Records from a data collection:

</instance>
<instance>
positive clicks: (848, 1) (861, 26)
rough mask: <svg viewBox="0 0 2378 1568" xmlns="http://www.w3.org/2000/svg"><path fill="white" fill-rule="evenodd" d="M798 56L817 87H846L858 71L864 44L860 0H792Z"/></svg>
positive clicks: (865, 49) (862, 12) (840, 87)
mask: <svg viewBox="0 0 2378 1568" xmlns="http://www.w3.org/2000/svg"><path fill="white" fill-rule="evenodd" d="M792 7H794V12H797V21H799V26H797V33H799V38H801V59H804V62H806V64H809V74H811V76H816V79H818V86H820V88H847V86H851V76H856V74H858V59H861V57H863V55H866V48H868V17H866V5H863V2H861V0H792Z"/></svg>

Work required = For this exercise, transcribe all the records exactly.

Response =
</instance>
<instance>
positive clicks: (848, 1) (861, 26)
rough mask: <svg viewBox="0 0 2378 1568" xmlns="http://www.w3.org/2000/svg"><path fill="white" fill-rule="evenodd" d="M798 56L817 87H846L858 71L864 44L860 0H792Z"/></svg>
positive clicks: (865, 49) (862, 12) (840, 87)
mask: <svg viewBox="0 0 2378 1568" xmlns="http://www.w3.org/2000/svg"><path fill="white" fill-rule="evenodd" d="M792 7H794V12H797V21H799V26H797V33H799V38H801V59H804V62H806V64H809V74H811V76H816V79H818V86H820V88H847V86H851V76H856V74H858V59H861V57H863V55H866V48H868V17H866V5H863V2H861V0H792Z"/></svg>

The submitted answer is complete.